* SUPPLIED RECORDS:
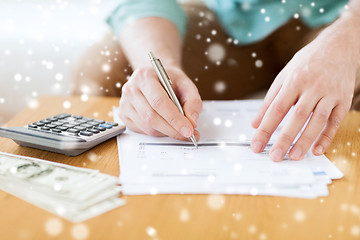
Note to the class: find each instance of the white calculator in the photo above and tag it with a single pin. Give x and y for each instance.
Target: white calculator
(64, 133)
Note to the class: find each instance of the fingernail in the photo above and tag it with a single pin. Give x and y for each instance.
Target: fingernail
(185, 131)
(276, 155)
(319, 149)
(256, 146)
(195, 116)
(296, 154)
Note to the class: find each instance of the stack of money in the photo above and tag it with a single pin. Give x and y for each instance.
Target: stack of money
(73, 193)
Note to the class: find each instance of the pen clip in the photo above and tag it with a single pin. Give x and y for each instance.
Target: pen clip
(163, 70)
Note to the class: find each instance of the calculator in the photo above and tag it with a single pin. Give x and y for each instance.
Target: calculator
(64, 133)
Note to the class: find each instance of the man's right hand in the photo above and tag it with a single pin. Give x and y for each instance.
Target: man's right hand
(145, 106)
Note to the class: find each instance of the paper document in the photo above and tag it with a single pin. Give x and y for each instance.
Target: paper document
(223, 162)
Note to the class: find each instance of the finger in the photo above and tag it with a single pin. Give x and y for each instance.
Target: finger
(312, 130)
(327, 135)
(149, 120)
(269, 98)
(293, 126)
(190, 99)
(159, 101)
(272, 118)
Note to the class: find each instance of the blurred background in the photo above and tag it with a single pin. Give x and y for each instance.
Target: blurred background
(40, 43)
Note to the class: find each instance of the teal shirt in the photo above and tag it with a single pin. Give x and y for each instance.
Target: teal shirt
(247, 21)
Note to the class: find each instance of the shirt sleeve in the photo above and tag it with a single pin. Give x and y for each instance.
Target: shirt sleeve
(129, 10)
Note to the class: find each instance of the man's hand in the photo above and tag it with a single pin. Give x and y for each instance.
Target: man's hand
(145, 106)
(319, 82)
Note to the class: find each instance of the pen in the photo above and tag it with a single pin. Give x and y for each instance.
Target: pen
(166, 82)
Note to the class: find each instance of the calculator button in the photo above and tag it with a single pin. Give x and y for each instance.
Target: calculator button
(93, 131)
(70, 119)
(112, 124)
(45, 121)
(62, 128)
(61, 116)
(39, 124)
(88, 119)
(52, 119)
(81, 121)
(72, 130)
(100, 128)
(74, 123)
(57, 123)
(99, 121)
(56, 130)
(63, 121)
(85, 125)
(86, 134)
(80, 128)
(68, 125)
(107, 126)
(93, 123)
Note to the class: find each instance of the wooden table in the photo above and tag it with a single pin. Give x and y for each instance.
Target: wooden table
(187, 216)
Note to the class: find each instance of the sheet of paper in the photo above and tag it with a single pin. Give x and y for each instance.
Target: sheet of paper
(223, 163)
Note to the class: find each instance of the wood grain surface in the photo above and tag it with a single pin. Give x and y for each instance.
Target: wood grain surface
(186, 216)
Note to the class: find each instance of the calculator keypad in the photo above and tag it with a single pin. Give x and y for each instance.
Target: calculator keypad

* TASK OBJECTIVE: Everything from the line with "Target: teal shirt" through the line with "Note to the class: find each instance of the calculator button" in the listing above must be retyped exactly, with nothing added.

* RESPONSE:
Target: teal shirt
(247, 21)
Note to the class: find each instance of the shirt sleeve in the photo above and tag it with a single pin. Give x and y for each instance.
Target: shirt sleeve
(129, 10)
Note to the class: find each instance of the man's hand in the photo above and tag it with a single pin. Give x and y for each instance.
Target: man's hand
(145, 106)
(319, 82)
Note to the class: find each instance of the pen in the photo above and tag it with a single pin. Give x and y for each instance.
Target: pen
(166, 82)
Note to the class: find each instance of the calculator button in the photo above and tag it with a single pin. Give x and y for each instance.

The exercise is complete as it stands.